(GIVEN TASK):
Exactly and only the lines from the line holding "The component shall locate the dark foreground" to the end of the records should be reproduced. Leave pictures out.

(RECORDED DATA):
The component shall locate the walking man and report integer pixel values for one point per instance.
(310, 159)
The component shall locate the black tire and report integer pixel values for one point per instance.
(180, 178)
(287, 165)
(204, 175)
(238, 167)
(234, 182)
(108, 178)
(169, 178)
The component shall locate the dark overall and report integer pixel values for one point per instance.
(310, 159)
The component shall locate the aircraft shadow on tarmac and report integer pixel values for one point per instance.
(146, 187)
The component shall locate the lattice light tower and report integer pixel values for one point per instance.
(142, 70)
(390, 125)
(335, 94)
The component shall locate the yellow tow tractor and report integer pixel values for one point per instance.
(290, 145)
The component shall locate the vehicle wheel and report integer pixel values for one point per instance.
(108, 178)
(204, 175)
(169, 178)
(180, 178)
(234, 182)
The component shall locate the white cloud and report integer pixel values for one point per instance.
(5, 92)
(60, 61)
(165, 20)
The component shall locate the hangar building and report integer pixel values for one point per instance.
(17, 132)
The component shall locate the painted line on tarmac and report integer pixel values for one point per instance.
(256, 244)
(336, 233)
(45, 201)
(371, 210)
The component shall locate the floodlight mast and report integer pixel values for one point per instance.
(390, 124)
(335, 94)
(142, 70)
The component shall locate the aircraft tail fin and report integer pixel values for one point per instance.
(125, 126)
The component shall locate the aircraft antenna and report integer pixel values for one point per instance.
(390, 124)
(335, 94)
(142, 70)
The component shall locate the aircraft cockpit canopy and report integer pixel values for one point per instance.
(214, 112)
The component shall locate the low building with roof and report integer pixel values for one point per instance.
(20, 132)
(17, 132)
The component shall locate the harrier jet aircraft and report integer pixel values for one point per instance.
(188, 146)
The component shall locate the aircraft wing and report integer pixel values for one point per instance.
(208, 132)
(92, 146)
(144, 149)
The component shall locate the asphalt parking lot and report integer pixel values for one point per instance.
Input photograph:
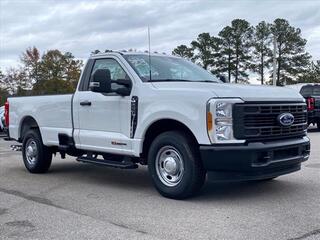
(80, 201)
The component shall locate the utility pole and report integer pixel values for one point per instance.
(274, 76)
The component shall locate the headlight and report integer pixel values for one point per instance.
(221, 129)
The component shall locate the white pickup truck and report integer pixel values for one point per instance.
(175, 117)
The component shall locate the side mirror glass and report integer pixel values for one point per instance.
(223, 79)
(101, 81)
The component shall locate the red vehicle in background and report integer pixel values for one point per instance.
(311, 92)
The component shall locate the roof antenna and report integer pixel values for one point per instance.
(149, 52)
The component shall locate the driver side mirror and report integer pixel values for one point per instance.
(101, 81)
(223, 79)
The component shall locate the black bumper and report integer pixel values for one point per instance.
(256, 160)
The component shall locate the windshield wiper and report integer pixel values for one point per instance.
(208, 81)
(169, 80)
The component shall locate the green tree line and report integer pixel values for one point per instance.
(241, 49)
(52, 72)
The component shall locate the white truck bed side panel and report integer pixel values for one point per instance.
(52, 113)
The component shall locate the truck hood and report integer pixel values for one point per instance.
(244, 91)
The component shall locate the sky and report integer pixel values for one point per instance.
(83, 26)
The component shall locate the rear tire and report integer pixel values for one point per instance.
(175, 166)
(36, 156)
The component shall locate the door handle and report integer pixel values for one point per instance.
(85, 103)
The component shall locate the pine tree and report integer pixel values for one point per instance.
(261, 54)
(237, 41)
(292, 58)
(205, 50)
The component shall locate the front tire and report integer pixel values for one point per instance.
(36, 156)
(175, 166)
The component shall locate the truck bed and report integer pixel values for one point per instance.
(51, 112)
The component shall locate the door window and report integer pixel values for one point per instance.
(116, 71)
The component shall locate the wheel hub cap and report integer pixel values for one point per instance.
(169, 166)
(31, 151)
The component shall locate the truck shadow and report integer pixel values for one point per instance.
(139, 180)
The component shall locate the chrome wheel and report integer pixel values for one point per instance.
(169, 166)
(31, 151)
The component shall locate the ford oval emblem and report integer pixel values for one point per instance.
(286, 119)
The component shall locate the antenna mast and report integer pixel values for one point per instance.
(149, 52)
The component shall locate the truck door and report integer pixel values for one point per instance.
(102, 120)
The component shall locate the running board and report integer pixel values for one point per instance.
(108, 163)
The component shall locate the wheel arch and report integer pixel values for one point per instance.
(160, 126)
(27, 123)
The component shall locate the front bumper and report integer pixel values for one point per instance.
(255, 160)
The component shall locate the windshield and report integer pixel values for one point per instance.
(165, 68)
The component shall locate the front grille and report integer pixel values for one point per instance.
(260, 121)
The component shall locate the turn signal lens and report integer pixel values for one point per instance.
(209, 121)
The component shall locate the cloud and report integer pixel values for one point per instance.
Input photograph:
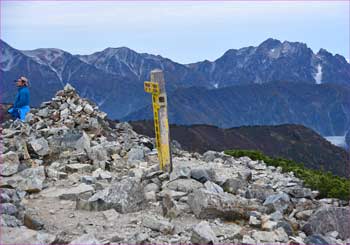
(175, 29)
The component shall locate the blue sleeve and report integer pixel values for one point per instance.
(23, 98)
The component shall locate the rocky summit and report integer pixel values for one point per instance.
(71, 176)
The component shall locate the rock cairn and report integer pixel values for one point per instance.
(71, 176)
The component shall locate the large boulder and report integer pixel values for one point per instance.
(207, 205)
(278, 202)
(86, 239)
(157, 224)
(124, 196)
(23, 235)
(203, 174)
(136, 154)
(39, 146)
(232, 185)
(30, 180)
(203, 234)
(347, 139)
(328, 219)
(10, 163)
(184, 185)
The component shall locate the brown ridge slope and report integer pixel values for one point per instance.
(290, 141)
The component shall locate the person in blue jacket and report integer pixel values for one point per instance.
(21, 106)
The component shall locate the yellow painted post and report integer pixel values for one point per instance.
(160, 115)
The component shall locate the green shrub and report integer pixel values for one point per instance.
(327, 184)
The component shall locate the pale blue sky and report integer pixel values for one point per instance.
(182, 31)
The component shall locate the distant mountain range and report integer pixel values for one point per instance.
(273, 83)
(294, 142)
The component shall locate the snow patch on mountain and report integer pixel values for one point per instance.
(337, 140)
(318, 74)
(52, 57)
(7, 60)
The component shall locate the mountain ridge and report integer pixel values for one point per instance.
(113, 78)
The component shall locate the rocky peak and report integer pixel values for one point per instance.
(71, 176)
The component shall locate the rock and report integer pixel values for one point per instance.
(151, 187)
(32, 223)
(74, 193)
(184, 185)
(232, 185)
(176, 195)
(181, 172)
(98, 155)
(169, 207)
(299, 192)
(111, 215)
(8, 208)
(31, 179)
(246, 175)
(278, 202)
(209, 156)
(267, 225)
(124, 196)
(74, 139)
(253, 221)
(212, 187)
(259, 192)
(68, 88)
(9, 221)
(276, 216)
(157, 224)
(270, 236)
(203, 174)
(135, 154)
(150, 196)
(328, 219)
(40, 146)
(23, 235)
(248, 240)
(88, 109)
(203, 234)
(89, 180)
(317, 239)
(100, 174)
(78, 168)
(304, 215)
(43, 112)
(208, 205)
(10, 164)
(64, 113)
(286, 226)
(86, 239)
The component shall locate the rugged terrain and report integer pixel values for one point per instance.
(69, 176)
(297, 85)
(290, 141)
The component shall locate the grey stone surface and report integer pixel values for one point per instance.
(40, 146)
(10, 164)
(23, 235)
(86, 239)
(232, 185)
(124, 196)
(203, 234)
(277, 202)
(328, 219)
(184, 185)
(207, 205)
(74, 193)
(157, 223)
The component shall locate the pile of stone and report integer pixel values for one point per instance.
(70, 176)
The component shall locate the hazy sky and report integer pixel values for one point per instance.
(182, 31)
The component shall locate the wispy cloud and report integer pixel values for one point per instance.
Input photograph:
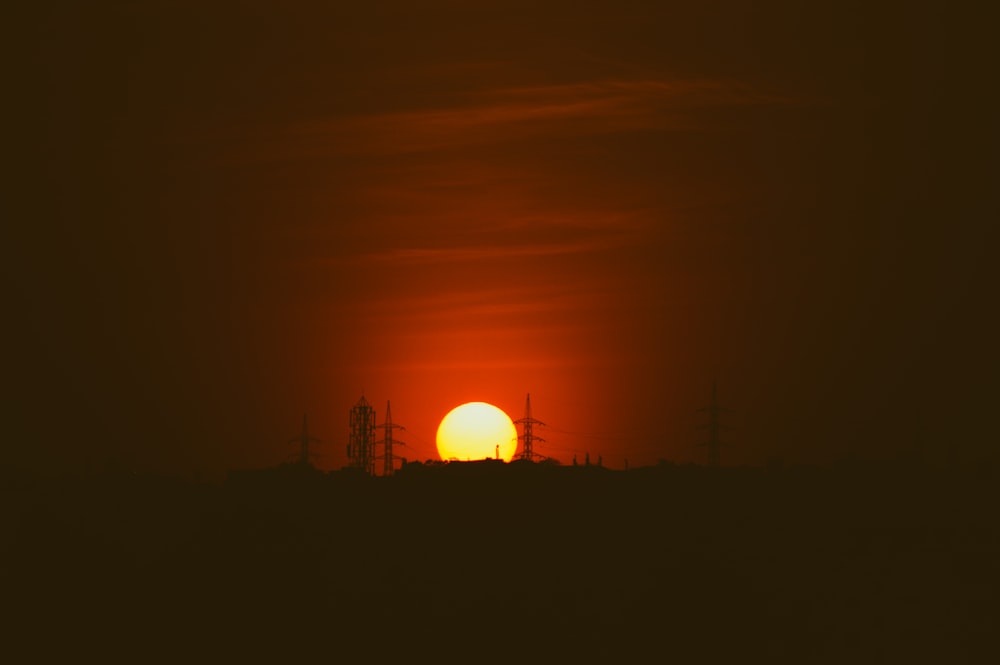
(519, 113)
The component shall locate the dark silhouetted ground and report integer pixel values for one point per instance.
(518, 563)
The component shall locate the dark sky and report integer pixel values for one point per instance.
(225, 214)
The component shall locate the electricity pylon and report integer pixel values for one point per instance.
(528, 437)
(387, 461)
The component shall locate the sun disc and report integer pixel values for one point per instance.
(476, 431)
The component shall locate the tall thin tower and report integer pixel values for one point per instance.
(361, 445)
(304, 440)
(714, 444)
(387, 461)
(527, 436)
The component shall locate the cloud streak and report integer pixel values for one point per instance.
(521, 113)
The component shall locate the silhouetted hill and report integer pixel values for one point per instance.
(492, 562)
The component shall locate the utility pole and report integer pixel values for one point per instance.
(528, 437)
(305, 455)
(714, 444)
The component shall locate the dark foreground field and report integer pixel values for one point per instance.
(483, 563)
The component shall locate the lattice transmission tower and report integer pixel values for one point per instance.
(361, 444)
(527, 437)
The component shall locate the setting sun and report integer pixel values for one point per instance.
(474, 431)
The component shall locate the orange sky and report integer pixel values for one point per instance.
(233, 214)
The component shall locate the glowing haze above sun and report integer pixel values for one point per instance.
(474, 430)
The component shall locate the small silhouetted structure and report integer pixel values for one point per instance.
(361, 445)
(388, 466)
(714, 444)
(528, 437)
(304, 455)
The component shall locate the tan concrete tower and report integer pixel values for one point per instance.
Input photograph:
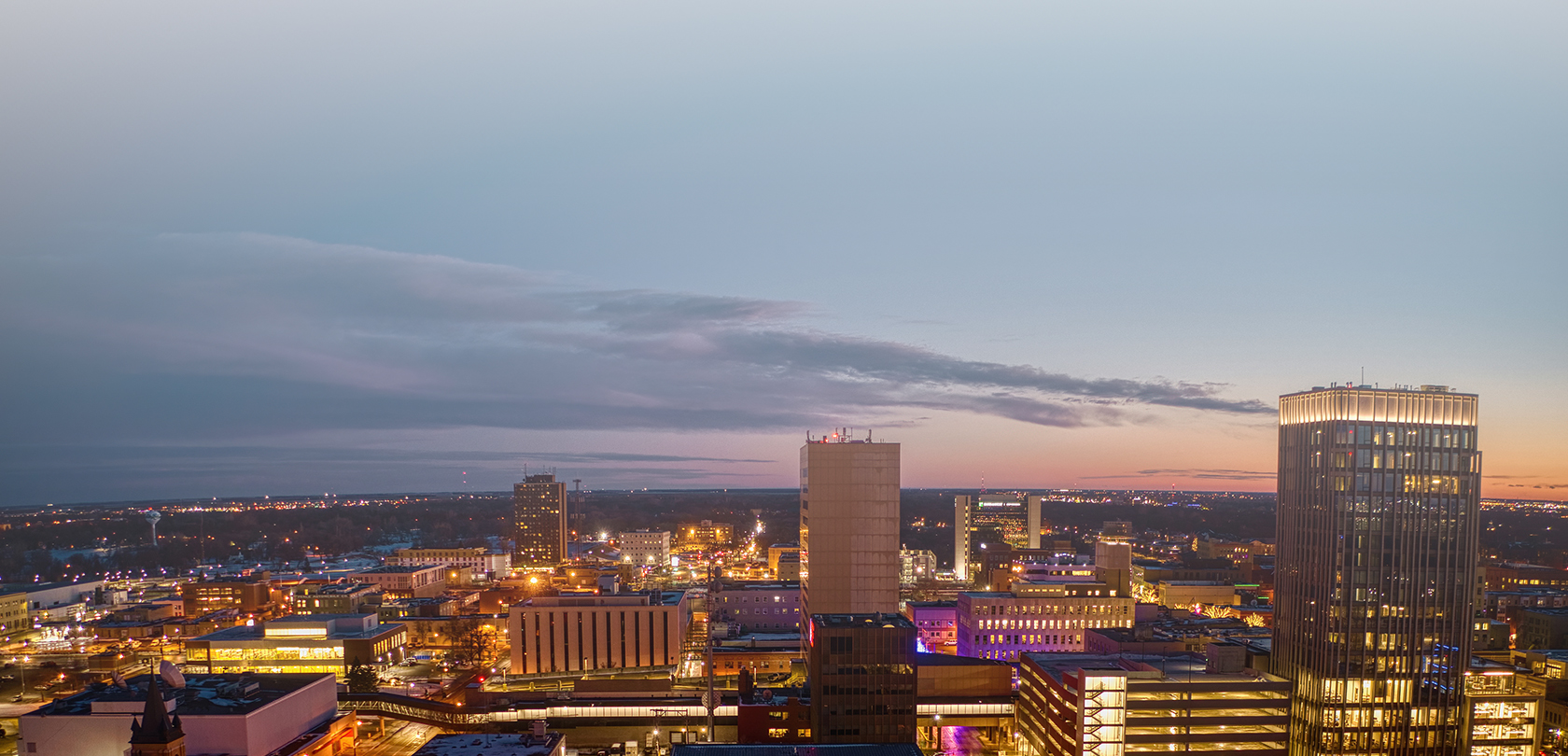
(848, 525)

(RESULT):
The component shall locate the dark foreground field and report integer pixel values for one point per instance.
(483, 563)
The component shall locate the lattice transmission tower and report integer pixel values for one point per instance.
(361, 444)
(527, 437)
The component shall locate the setting sun and report integer pixel values for one point per instance.
(474, 431)
The component shall locate the orange sky and report integer pixel values for one point per instance.
(233, 214)
The component shall locate the glowing haze above sun and report integer pixel values for one point per instance.
(474, 430)
The component shall locate the small silhouetted structure and report integer pixel values for one point per instance.
(361, 445)
(388, 466)
(714, 444)
(528, 437)
(304, 455)
The component shall locate the tan concrete tower and report integer pixel values for one point per instance.
Input photograph:
(848, 525)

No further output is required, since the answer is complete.